▶ [Task goal] Determine how many lines of the records below contain the string "shadow", treating uppercase and lowercase letters as distinct. Reply with that number alone.

· · · · ·

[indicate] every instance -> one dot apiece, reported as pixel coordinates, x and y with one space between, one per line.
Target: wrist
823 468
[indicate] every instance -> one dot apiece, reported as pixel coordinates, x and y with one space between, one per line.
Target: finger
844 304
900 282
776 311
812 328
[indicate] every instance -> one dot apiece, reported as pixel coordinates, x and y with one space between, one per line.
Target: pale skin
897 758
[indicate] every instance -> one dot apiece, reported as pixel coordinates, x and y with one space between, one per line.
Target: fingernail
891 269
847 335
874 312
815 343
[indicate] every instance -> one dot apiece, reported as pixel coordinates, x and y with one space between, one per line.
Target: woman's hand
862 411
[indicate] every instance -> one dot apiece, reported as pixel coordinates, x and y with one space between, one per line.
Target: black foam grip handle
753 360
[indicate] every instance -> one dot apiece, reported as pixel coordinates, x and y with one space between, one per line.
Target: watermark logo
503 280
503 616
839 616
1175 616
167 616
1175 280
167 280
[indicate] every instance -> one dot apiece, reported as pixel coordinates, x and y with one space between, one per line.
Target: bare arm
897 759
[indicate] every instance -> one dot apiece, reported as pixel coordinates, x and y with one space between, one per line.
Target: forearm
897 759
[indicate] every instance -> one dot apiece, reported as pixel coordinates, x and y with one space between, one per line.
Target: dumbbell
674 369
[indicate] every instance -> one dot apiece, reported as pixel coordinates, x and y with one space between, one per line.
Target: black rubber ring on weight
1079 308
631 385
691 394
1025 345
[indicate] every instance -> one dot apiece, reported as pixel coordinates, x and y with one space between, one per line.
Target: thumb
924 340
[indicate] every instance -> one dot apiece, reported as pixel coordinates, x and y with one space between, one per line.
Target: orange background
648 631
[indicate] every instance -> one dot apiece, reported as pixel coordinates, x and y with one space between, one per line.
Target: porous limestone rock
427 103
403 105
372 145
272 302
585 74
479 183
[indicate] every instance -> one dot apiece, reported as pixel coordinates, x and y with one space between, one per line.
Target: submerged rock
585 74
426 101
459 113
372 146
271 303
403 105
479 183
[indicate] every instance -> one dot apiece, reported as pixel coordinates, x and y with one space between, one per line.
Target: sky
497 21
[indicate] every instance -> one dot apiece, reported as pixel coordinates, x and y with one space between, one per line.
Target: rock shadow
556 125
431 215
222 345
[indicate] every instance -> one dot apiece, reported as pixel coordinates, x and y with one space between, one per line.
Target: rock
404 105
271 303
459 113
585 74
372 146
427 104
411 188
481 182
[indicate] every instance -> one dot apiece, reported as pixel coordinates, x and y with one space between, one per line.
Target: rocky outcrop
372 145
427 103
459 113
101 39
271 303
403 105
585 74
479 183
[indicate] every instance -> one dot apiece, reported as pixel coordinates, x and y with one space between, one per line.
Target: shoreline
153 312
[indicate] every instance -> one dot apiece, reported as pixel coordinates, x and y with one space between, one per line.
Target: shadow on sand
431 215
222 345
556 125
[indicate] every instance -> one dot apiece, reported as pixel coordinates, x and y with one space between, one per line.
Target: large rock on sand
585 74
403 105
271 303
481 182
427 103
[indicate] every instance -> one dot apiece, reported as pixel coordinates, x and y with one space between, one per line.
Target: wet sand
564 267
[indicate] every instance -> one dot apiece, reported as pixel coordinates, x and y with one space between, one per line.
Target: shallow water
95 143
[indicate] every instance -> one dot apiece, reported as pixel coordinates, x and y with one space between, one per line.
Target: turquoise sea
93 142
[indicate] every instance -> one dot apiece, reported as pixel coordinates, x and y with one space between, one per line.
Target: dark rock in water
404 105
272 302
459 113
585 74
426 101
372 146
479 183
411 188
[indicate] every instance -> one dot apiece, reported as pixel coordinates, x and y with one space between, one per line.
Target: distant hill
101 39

· · · · ·

▶ [Expected answer] 2